• Task statement:
Duplicate part of the gathering and processing passage below word for word, beginning at the words "The Gathering and Processing" and stopping after "of natural gas.".

The Gathering and Processing segment consists of (1) the WestOK, WestTX and Velma operations, which are comprised of natural gas gathering and processing assets servicing drilling activity in the Anadarko and Permian Basins, and which were formerly included within the previous Mid-Continent segment; (2) the natural gas gathering assets located in Tennessee, which were formerly included in the previous Appalachia segment; and (3) the revenues and gain on sale related to our 49% interest in Laurel Mountain, which were formerly included in the previous Appalachia segment. Gathering and Processing revenues are primarily derived from the sale of residue gas and NGLs and gathering and processing of natural gas.
Our Gathering and Processing operations, own, have interests in and operate seven natural gas processing plants with aggregate capacity of approximately 610 MMCFD, which are connected to approximately 9,000 miles of active natural gas gathering systems located in Oklahoma, Kansas and Texas. In addition, we own and operate approximately 100 miles of active natural gas gathering systems located in Tennessee. Our gathering systems gather gas from wells and central delivery points and deliver to natural gas processing plants, as well as third-party pipelines.
36
Our Pipeline Transportation operations consist of a 20% interest in WTLPG, which owns a common-carrier pipeline system that transports NGLs from New Mexico and Texas to Mont Belvieu, Texas for fractionation. WTLPG is operated by Chevron Pipeline Company, an affiliate of Chevron Corporation, a Delaware corporation (Chevron NYSE: CVX), which owns the remaining 80% interest.
Recent Events
In February 2012, we acquired a gas gathering system and related assets, within our WestOK system, for an initial net purchase price of $19.0 million. We agreed to pay up to an additional $12.0 million, payable in two equal amounts, if certain volumes are achieved on the acquired gathering system within a specified time period. In connection with this acquisition, we received assignment of gas purchase agreements for gas currently gathered on the acquired system. We accounted for the acquisition as a business combination.
How We Evaluate Our Operations
Our principal revenue is generated from the gathering and sale of natural gas, NGLs and condensate. Our profitability is a function of the difference between the revenues we receive and the costs associated with conducting our operations, including the cost of natural gas and NGLs we purchase as well as operating and general and administrative costs and the impact of our commodity hedging activities. Because commodity price movements tend to impact both revenues and costs, increases or decreases in our revenues alone are not necessarily indicative of increases or decreases in our profitability. Variables that affect our profitability are:
| the volumes of natural gas we gather and process, which in turn, depend upon the number of wells connected to our gathering systems, the amount of natural gas the wells produce, and the demand for natural gas, NGLs and condensate; |
| the price of the natural gas we gather and process and the NGLs and condensate we recover and sell, which is a function of the relevant supply and demand in the mid-continent, mid-Atlantic and northeastern areas of the United States; |
| the NGL and BTU content of the gas gathered and processed; |
| the contract terms with each producer; and |
| the efficiency of our gathering systems and processing plants. |
Revenue consists of the sale of natural gas and NGLs and the fees earned from our gathering and processing operations. Under certain agreements, we purchase natural gas from producers and move it into receipt points on our pipeline systems and then sell the natural gas and NGLs off delivery points on our systems. Under other agreements, we gather natural gas across our systems, from receipt to delivery point, without taking title to the natural gas. (See Item 1. Notes to Consolidated Financial Statements (Unaudited) Note 2Revenue Recognition for further discussion of contractual revenue arrangements).

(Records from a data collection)
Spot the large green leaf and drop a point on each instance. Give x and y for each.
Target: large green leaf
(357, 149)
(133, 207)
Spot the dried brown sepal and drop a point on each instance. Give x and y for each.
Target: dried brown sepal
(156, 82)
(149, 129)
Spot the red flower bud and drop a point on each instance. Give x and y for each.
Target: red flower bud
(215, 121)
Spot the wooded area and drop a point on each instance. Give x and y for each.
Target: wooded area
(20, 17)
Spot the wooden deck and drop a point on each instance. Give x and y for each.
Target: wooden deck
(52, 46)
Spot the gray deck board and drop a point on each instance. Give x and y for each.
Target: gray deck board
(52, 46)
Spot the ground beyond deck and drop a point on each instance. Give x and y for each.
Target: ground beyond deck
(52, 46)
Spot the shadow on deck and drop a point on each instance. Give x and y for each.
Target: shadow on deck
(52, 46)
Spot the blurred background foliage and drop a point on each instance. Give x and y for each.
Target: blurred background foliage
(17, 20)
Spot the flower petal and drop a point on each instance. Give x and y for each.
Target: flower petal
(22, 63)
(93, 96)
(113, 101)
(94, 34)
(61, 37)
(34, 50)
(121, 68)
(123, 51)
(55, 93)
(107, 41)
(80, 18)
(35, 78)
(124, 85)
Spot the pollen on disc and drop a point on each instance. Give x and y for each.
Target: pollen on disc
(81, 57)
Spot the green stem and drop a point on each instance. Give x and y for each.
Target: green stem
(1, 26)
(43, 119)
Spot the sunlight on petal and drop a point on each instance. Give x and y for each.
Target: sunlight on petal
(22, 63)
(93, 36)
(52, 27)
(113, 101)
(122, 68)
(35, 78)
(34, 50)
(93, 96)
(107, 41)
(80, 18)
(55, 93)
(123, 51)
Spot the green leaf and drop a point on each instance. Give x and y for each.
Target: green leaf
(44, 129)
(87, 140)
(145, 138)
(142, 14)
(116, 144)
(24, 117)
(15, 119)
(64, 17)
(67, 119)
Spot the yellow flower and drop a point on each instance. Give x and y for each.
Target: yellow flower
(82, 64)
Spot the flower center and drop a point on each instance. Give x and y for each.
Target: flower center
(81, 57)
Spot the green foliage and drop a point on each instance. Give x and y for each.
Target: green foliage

• Result of the exercise:
The Gathering and Processing segment consists of (1) the WestOK, WestTX and Velma operations, which are comprised of natural gas gathering and processing assets servicing drilling activity in the Anadarko and Permian Basins, and which were formerly included within the previous Mid-Continent segment; (2) the natural gas gathering assets located in Tennessee, which were formerly included in the previous Appalachia segment; and (3) the revenues and gain on sale related to our 49% interest in Laurel Mountain, which were formerly included in the previous Appalachia segment. Gathering and Processing revenues are primarily derived from the sale of residue gas and NGLs and gathering and processing of natural gas.